[Opening DOCUMENT SECTION section]

Drew Robinson Seeing The Light, Makes San Francisco Giants AAA Team's Roster After Going Through Dark Place In His Life

Drew Robinson Seeing The Light, Makes San Francisco Giants AAA Team’s Roster After Going Through Dark Place In His Life

Many of you may know the classic film “Angels in the Outfield”. An inspiring film uplifted those who sat and watched it on their home screen or at the theaters nationwide.

Today, one professional baseball player is back playing the game he loves after angels seemed to be by him after a threatening traumatic situation but who is now using his story in hopes of uplifting and encouraging others to know they’re not alone.

You may have heard the story of Drew Robinson. It’s an uplifting one that came after what was a dark, dark place.

RELATED: San Francisco Giants Outfielder Drew Robinson Hopes to Use His Own Story to Help Others: ‘You Are Not Alone’

ESPN’s Jeff Passan reports “Robinson, who lost his right eye in a suicide attempt last year, made the opening day roster for San Francisco Giants’ Triple-A affiliate the Sacramento River Cats.”

What a powerful moment for a man who almost lost it all. And Robinson said he “feels like he’s living out a movie”.

“I’m officially a one-eyed professional baseball player…I’m lucky enough to say that I’ve made the Giants Triple-A roster…And the fact that we open our season in my hometown of Las Vegas just really can’t get anymore full circle,” Robinson said in a tweet. “For real though, my first games back, after everything that’s happened, are at home in front of all the people that got me through my incident and this last year as a whole? It feels like I’m living out a movie.”

[Closing DOCUMENT SECTION section]
[Opening DATASET section]

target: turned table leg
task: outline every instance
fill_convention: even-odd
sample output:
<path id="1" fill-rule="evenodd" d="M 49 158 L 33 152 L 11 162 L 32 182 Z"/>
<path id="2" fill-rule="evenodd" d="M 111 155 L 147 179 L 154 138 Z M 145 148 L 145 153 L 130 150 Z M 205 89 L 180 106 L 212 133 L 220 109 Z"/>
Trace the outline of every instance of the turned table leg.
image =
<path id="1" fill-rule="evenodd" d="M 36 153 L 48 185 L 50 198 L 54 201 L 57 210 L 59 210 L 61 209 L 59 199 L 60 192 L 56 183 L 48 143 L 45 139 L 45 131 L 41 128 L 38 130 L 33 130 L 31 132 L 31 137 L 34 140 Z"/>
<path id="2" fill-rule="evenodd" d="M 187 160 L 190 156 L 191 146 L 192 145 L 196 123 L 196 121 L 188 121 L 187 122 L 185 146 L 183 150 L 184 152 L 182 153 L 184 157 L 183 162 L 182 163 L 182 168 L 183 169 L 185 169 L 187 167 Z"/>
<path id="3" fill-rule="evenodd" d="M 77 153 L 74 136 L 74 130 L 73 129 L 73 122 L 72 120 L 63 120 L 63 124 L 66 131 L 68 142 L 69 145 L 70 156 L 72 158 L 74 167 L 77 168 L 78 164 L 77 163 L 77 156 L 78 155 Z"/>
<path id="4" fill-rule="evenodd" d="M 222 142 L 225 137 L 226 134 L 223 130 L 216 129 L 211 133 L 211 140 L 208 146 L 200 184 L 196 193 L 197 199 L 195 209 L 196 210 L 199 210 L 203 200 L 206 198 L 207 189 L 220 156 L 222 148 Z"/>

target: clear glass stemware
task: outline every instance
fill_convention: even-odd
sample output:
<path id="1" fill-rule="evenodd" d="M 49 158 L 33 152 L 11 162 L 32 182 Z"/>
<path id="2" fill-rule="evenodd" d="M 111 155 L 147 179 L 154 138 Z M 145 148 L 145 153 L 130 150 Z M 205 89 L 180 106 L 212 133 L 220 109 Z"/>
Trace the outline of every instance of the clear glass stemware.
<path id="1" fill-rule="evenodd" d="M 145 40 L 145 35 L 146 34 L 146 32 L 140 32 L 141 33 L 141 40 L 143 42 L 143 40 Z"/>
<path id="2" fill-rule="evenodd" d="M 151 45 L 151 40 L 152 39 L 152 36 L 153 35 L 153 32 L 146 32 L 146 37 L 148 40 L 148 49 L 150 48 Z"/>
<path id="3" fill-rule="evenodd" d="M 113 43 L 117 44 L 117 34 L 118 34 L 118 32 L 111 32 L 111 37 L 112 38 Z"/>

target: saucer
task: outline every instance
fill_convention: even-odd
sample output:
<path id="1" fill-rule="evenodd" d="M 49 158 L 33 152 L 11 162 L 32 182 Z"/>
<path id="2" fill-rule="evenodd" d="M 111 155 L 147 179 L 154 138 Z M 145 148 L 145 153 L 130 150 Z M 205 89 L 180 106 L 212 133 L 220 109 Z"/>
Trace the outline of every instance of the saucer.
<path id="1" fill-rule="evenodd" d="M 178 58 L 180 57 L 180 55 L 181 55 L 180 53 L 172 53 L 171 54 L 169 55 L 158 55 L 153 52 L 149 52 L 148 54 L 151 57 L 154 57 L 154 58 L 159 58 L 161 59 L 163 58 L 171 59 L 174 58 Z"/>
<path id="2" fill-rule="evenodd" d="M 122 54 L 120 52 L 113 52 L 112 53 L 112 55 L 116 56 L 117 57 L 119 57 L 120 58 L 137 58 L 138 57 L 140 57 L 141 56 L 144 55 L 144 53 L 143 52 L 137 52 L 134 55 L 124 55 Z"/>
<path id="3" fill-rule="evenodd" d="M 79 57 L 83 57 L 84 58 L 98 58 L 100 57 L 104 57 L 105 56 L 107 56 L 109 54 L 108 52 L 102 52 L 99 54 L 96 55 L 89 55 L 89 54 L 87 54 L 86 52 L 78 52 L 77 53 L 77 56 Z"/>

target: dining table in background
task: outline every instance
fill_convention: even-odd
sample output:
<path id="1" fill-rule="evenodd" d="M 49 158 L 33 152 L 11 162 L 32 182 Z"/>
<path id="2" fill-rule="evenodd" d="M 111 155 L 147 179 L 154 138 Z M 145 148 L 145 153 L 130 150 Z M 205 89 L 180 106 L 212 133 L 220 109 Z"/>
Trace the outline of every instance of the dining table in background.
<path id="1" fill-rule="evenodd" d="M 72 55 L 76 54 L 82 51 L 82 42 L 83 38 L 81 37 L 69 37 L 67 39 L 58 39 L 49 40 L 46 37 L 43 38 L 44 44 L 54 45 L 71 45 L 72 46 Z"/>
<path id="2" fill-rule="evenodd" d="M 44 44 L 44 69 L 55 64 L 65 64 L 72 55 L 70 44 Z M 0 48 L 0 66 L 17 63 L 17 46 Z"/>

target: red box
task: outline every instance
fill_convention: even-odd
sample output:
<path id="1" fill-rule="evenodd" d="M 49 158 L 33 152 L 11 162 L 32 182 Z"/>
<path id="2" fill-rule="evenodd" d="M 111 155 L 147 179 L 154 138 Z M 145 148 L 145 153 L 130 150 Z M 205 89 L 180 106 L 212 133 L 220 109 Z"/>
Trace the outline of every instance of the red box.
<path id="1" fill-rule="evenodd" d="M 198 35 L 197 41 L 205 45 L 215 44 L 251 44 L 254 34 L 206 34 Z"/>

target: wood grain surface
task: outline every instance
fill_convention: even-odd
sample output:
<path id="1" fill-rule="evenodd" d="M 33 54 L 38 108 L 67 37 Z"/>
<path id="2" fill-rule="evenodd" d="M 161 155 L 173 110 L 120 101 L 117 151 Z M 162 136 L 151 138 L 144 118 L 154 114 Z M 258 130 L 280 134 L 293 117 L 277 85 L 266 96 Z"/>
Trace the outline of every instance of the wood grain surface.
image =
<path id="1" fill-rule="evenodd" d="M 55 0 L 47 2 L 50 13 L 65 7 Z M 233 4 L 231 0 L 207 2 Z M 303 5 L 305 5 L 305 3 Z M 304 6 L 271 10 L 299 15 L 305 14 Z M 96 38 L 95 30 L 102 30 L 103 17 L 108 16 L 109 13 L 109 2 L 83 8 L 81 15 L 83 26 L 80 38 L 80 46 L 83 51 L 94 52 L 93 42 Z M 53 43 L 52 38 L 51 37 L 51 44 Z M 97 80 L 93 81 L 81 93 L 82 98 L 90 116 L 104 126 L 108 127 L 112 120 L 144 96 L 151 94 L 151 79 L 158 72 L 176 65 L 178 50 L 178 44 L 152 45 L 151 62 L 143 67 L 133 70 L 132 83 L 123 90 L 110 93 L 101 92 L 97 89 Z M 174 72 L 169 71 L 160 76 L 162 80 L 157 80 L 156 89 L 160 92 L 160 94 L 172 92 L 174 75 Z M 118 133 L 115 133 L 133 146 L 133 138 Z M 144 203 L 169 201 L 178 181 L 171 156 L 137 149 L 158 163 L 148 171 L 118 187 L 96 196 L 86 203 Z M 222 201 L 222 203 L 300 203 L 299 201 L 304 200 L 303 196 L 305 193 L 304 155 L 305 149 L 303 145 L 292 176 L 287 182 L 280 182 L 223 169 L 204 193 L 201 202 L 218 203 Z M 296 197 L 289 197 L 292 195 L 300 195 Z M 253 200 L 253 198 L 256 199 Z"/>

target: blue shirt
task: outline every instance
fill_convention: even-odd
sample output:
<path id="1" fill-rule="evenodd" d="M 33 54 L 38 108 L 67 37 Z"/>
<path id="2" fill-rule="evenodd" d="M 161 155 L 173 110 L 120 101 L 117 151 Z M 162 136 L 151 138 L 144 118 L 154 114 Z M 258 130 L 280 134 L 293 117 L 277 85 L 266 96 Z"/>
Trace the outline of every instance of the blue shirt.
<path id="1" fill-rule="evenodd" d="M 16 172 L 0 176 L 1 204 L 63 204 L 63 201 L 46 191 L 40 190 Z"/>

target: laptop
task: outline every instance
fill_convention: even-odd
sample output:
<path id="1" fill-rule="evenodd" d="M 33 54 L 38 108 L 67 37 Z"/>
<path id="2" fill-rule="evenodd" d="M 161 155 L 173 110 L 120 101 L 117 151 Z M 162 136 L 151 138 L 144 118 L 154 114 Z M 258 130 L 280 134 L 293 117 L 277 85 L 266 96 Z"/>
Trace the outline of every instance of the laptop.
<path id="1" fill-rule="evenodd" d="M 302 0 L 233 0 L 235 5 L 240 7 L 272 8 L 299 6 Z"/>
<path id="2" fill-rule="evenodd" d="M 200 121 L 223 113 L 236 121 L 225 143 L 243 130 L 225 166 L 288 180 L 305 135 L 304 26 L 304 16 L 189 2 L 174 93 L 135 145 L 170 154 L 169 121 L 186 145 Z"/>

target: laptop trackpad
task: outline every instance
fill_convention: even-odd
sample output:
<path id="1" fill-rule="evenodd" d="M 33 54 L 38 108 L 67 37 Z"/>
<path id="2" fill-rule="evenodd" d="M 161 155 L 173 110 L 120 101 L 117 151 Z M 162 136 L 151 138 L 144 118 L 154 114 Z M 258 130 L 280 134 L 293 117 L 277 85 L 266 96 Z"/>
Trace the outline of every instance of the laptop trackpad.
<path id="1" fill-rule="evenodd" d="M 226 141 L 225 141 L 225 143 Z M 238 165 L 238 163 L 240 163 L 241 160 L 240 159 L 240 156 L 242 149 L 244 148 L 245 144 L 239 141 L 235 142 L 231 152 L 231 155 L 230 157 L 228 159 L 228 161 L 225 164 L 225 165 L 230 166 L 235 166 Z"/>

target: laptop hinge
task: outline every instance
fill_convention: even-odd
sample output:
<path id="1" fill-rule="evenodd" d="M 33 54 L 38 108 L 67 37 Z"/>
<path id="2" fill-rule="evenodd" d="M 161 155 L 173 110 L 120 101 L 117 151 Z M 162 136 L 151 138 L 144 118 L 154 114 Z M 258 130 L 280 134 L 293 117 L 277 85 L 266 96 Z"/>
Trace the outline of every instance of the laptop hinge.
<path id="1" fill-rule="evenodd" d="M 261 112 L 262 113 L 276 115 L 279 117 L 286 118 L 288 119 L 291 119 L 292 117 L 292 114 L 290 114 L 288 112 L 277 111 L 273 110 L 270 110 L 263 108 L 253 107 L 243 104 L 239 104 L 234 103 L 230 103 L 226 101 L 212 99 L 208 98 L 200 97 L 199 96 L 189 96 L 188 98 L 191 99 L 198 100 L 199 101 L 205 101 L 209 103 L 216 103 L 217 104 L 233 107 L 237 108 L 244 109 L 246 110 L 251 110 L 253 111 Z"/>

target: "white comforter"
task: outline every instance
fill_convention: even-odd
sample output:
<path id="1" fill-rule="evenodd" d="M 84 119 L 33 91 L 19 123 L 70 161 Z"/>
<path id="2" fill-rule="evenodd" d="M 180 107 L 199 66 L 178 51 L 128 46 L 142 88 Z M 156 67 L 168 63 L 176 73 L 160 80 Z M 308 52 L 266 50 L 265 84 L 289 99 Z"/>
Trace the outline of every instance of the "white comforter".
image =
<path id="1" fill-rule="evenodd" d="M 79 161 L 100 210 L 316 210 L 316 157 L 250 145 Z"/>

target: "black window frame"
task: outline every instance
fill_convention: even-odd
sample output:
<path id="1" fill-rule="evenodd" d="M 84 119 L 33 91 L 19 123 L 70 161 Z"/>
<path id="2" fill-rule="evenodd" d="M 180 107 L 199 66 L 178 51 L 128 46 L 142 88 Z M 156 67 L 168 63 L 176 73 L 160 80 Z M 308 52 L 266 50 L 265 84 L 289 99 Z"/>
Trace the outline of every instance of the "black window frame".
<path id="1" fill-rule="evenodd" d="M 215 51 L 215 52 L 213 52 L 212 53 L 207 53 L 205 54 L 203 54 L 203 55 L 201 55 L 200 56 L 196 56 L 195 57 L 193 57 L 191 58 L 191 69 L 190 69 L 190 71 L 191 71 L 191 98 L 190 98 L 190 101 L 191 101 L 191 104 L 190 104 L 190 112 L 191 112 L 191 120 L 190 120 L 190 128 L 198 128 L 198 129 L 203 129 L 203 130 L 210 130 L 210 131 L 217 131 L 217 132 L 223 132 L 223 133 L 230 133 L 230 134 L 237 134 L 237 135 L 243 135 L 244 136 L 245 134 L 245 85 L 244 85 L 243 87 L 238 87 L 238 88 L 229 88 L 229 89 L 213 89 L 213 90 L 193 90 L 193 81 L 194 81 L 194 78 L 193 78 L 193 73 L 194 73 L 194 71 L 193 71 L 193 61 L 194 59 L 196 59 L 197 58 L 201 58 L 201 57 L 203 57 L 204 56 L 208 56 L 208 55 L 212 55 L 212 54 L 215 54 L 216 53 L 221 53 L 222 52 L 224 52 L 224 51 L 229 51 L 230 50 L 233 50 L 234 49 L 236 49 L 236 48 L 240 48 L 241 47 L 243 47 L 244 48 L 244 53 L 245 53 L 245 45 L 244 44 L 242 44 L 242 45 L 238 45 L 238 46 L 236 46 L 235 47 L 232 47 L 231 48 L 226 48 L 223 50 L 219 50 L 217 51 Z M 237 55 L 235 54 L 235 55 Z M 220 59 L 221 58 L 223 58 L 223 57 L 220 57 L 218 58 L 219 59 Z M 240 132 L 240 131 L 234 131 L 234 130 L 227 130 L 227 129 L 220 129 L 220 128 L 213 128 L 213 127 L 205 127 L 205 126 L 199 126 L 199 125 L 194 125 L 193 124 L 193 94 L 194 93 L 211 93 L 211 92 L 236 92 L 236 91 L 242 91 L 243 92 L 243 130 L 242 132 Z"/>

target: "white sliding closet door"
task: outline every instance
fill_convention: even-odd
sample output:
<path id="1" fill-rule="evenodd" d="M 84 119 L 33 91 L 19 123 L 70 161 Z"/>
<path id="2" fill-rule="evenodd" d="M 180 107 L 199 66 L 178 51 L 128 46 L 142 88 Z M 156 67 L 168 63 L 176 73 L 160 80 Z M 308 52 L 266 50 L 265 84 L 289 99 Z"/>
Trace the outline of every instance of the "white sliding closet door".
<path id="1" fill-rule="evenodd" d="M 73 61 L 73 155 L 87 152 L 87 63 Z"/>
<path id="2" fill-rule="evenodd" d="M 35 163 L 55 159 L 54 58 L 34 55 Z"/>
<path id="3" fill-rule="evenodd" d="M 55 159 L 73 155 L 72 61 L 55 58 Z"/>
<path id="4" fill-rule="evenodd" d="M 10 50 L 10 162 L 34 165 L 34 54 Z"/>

[Closing DATASET section]

* [LIST OF TASKS]
- a) According to the Drew Robinson article, which team's opening day roster did Robinson make?
- b) Please write out the part of the Drew Robinson article that opens with the words "Many of you" and closes with "dark, dark place.", substituting "movie" for "film" each time it occurs.

* [ANSWERS BELOW]
- a) The Sacramento River Cats, the San Francisco Giants' Triple-A affiliate.

- b)
Many of you may know the classic movie “Angels in the Outfield”. An inspiring movie uplifted those who sat and watched it on their home screen or at the theaters nationwide.

Today, one professional baseball player is back playing the game he loves after angels seemed to be by him after a threatening traumatic situation but who is now using his story in hopes of uplifting and encouraging others to know they’re not alone.

You may have heard the story of Drew Robinson. It’s an uplifting one that came after what was a dark, dark place.